* _Extract_

[Start of section]

Pepita Emmerichs was also a child actress, who had appeared in Spike Jonze's 2009 film Where the Wild Things Are as Claire, the protagonist's older sister.

The band's self-titled debut EP, which was entirely self-produced and funded, was released on 6 September 2012. Their second EP, II, was released on 10 October 2013.

In January 2013, Oh Pep! covered Paul Simon's Graceland in its entirety as part of the event "RocKwiz presents Pure Pop's Summer of Classic Albums". In November 2014, the band performed as a showcase act at the Australasian Worldwide Music Expo.

Oh Pep! released their third EP, Living, on 21 August 2015, through Star House Collective. Oh Pep! performed at the 2015 Americana Music Festival & Conference in Nashville, Tennessee, where Pop Matters' listed them as one of the event's "unquestionable standouts", writing that "seeing Oh Pep! is one of those times when the crowd realizes they're seeing future stars for the first time."

[End of section]

* _Source information_
[Start of section]

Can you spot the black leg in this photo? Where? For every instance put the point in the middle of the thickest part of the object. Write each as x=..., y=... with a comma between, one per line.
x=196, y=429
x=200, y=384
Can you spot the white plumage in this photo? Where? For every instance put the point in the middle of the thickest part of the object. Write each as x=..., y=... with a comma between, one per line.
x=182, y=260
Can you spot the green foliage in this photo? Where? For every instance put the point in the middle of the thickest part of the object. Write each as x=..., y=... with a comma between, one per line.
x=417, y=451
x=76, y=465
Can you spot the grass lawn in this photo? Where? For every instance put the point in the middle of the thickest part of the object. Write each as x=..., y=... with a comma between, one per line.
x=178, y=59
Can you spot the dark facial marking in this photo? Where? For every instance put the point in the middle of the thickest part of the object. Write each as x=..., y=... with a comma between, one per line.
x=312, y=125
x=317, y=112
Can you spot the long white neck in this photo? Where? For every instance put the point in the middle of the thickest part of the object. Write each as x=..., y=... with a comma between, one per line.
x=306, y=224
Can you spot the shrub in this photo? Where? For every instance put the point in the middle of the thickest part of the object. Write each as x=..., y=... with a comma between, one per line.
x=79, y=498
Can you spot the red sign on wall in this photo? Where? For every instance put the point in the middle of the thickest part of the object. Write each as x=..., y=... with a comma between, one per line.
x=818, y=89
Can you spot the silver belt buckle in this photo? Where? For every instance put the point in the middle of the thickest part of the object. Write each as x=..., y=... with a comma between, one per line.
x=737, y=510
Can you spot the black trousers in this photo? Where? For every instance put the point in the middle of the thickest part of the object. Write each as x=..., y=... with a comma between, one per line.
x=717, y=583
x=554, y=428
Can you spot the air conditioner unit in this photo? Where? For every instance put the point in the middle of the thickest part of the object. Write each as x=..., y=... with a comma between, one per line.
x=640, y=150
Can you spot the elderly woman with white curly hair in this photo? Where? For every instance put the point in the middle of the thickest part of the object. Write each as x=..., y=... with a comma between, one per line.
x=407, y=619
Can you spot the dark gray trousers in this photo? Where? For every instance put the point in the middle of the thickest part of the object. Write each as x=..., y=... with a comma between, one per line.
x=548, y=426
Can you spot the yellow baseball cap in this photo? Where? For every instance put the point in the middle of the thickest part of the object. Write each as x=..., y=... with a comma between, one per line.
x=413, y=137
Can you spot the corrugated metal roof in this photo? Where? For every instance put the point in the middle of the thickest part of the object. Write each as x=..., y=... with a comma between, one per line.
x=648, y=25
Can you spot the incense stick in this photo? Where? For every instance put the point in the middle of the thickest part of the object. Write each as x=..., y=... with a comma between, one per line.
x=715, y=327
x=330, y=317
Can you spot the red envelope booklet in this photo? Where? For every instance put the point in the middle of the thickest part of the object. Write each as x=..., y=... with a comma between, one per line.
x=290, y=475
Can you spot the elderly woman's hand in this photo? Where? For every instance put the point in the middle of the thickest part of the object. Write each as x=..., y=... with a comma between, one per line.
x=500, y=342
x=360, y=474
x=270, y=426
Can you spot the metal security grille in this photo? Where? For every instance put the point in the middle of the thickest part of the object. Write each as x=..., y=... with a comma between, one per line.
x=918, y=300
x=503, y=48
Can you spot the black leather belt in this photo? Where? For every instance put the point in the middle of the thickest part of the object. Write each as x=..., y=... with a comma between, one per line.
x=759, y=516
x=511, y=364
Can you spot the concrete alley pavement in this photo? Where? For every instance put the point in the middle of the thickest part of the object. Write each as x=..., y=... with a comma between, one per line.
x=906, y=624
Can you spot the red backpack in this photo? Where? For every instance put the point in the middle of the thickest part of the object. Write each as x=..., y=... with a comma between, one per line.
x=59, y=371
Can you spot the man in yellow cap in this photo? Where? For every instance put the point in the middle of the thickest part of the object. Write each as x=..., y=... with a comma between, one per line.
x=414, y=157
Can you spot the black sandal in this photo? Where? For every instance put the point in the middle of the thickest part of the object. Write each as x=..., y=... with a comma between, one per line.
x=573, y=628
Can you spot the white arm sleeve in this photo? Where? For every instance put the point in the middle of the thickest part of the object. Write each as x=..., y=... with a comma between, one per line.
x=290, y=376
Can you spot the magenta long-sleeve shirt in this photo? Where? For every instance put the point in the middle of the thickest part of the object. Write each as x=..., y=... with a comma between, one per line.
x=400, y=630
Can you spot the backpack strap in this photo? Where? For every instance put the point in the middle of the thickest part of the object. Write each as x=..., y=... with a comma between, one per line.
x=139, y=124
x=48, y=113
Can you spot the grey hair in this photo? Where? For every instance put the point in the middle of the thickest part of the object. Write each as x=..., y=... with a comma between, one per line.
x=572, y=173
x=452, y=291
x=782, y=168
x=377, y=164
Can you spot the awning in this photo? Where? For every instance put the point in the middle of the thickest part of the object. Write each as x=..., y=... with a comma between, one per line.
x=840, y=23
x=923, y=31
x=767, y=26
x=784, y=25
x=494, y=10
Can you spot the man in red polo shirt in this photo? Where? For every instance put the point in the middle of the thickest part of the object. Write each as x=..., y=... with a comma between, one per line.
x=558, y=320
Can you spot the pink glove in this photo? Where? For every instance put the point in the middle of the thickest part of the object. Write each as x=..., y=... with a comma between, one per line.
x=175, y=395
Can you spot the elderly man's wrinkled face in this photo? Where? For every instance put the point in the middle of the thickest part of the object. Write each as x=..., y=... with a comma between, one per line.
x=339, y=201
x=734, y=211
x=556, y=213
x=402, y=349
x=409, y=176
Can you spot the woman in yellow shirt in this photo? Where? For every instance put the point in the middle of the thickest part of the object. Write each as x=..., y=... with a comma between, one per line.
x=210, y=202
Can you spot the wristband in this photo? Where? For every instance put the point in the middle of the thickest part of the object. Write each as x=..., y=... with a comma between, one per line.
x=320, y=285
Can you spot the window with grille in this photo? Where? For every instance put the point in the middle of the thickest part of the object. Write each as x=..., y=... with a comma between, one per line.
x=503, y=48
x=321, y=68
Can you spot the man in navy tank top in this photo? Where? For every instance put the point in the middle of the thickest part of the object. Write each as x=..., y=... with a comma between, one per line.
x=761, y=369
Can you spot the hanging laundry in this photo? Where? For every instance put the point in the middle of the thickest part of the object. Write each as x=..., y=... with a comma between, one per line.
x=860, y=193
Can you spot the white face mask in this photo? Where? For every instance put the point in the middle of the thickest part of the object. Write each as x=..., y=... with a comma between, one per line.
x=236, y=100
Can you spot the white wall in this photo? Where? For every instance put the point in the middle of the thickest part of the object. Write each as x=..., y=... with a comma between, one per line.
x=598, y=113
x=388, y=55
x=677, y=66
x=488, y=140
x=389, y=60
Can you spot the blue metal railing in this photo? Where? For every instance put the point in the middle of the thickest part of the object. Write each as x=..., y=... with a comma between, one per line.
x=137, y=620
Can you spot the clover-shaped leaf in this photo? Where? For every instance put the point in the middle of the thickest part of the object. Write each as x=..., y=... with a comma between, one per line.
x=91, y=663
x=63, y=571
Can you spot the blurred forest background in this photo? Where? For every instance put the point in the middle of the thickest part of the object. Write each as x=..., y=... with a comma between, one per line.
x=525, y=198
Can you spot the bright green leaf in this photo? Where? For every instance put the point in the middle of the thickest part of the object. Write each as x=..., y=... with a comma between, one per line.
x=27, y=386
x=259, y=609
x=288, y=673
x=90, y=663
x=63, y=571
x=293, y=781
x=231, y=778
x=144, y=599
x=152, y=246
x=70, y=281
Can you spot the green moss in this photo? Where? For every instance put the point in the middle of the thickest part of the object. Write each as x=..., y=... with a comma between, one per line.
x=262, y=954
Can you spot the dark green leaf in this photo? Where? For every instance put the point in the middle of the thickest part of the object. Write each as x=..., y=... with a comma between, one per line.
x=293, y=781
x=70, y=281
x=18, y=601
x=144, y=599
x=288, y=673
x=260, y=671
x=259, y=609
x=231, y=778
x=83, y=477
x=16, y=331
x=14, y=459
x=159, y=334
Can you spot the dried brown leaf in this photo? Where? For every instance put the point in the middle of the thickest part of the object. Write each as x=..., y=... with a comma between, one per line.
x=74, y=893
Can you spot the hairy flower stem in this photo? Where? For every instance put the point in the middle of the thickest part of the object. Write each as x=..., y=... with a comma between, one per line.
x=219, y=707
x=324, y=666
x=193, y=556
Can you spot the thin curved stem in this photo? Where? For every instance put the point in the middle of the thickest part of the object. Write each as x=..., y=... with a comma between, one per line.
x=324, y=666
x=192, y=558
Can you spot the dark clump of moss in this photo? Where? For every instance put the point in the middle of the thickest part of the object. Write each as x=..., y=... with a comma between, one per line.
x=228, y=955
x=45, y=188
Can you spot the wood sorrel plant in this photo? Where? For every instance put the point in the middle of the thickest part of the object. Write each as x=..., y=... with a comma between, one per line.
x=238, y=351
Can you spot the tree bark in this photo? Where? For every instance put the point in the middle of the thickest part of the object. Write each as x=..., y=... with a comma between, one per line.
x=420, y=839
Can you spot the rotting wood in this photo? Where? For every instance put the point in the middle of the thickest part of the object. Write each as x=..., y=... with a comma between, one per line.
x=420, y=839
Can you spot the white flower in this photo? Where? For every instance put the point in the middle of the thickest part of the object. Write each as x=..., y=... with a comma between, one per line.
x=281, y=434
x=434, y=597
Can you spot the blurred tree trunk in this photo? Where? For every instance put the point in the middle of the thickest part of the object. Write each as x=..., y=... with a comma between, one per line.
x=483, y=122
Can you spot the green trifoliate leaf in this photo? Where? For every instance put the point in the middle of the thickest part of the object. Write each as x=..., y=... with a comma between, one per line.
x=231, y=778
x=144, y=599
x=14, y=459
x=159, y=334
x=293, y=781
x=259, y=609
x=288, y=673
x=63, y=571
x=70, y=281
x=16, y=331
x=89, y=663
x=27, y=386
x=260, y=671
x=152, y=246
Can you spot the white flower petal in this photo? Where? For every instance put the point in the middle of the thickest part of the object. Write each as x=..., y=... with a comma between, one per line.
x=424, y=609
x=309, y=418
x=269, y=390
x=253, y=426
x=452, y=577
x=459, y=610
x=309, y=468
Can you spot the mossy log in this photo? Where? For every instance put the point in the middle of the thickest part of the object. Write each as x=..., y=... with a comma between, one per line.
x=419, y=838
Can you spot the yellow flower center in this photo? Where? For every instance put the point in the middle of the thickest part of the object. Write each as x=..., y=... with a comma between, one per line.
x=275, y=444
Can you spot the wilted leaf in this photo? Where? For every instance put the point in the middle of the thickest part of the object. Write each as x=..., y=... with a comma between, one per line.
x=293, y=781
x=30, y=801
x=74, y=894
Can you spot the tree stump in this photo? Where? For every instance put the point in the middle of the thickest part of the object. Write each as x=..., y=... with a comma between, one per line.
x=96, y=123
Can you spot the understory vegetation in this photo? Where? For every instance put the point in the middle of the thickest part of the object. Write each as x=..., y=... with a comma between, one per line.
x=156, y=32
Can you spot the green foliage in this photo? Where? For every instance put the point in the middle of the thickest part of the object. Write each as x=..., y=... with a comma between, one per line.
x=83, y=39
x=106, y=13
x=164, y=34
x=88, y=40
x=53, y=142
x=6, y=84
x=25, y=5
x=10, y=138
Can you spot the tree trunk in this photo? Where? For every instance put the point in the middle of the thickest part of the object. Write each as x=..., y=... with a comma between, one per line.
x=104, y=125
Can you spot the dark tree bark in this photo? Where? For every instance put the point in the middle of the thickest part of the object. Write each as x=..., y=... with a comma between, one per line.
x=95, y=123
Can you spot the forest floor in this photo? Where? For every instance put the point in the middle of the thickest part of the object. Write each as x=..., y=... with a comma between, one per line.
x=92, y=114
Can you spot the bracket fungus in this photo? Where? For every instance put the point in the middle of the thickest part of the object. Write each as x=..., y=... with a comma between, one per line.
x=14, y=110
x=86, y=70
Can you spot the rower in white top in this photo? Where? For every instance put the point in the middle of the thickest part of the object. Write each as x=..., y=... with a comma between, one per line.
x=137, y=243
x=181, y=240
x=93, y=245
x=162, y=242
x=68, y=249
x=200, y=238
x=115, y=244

[End of section]

* _Exercises to complete_
A. Answer these questions from the Oh Pep! text:
(i) On what date was the band's self-titled debut EP released?
(ii) Whose album did Oh Pep! cover in its entirety in January 2013?
(iii) Through whom was the EP Living released?
B. Sum up the Oh Pep! text in two sentences.
The rows come from a separate source and have no connection to the Oh Pep! text.

* _Task-by-task answers_
A.
(i) 6 September 2012
(ii) Paul Simon's (Graceland)
(iii) Star House Collective

B. Oh Pep! released a self-produced, self-funded debut EP in 2012, followed by II in 2013 and Living in 2015, and Pepita Emmerichs had earlier appeared as a child actress in Where the Wild Things Are. The band covered Paul Simon's Graceland in full in 2013, played as a showcase act at the Australasian Worldwide Music Expo in 2014, and was named one of the "unquestionable standouts" of the 2015 Americana Music Festival & Conference in Nashville by Pop Matters.